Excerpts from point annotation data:

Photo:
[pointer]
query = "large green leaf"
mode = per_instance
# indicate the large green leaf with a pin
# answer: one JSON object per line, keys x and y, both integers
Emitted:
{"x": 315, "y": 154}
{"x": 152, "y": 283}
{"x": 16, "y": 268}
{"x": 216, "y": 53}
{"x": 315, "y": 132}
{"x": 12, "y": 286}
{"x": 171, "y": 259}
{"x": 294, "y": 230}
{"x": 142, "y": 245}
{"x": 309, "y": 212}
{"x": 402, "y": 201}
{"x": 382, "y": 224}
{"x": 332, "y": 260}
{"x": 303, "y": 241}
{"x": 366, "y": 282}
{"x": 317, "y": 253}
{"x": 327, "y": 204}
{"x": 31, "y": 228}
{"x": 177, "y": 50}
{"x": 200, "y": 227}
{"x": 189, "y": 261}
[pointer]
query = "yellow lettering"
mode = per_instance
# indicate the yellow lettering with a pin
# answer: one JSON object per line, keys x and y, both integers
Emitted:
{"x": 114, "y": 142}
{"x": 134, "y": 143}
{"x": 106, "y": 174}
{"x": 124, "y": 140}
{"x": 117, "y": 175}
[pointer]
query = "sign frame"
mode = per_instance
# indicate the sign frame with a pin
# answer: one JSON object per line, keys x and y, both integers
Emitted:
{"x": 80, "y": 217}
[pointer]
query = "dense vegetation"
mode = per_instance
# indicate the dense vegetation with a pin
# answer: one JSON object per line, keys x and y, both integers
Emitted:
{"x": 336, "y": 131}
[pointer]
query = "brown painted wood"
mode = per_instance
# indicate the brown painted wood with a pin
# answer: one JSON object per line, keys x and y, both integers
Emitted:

GOAL: Extract each entry in full, exactly as given.

ANSWER FOR THE TASK:
Photo:
[pointer]
query = "large green leaf"
mode = per_instance
# indicate the large green leaf with a pin
# answer: one JSON object per line, keys x and y, both integers
Emitted:
{"x": 315, "y": 154}
{"x": 152, "y": 283}
{"x": 16, "y": 268}
{"x": 216, "y": 53}
{"x": 315, "y": 132}
{"x": 12, "y": 286}
{"x": 171, "y": 259}
{"x": 294, "y": 230}
{"x": 142, "y": 245}
{"x": 309, "y": 212}
{"x": 402, "y": 201}
{"x": 382, "y": 224}
{"x": 332, "y": 260}
{"x": 303, "y": 241}
{"x": 366, "y": 282}
{"x": 317, "y": 253}
{"x": 327, "y": 204}
{"x": 31, "y": 228}
{"x": 177, "y": 50}
{"x": 200, "y": 227}
{"x": 189, "y": 261}
[pointer]
query = "yellow lettering"
mode = per_instance
# indicate the yellow lettering with a pin
# answer: one JSON object per line, keys x and y, both integers
Emitted:
{"x": 114, "y": 142}
{"x": 134, "y": 143}
{"x": 106, "y": 174}
{"x": 124, "y": 140}
{"x": 117, "y": 175}
[pointer]
query = "sign frame"
mode = per_instance
# indicate the sign frame with a pin
# answer: one JSON object per line, keys x and y, both integers
Emitted:
{"x": 80, "y": 217}
[pointer]
query = "dense vegetation"
mode = per_instance
# indicate the dense vegetation with a pin
# answer: one JSON object per line, keys x and y, both integers
Emitted:
{"x": 336, "y": 131}
[pointer]
query = "brown painted wood"
mode = per_instance
# indicate the brown painted wood with a pin
# answer: one JSON object per line, keys x and y, both integers
Emitted:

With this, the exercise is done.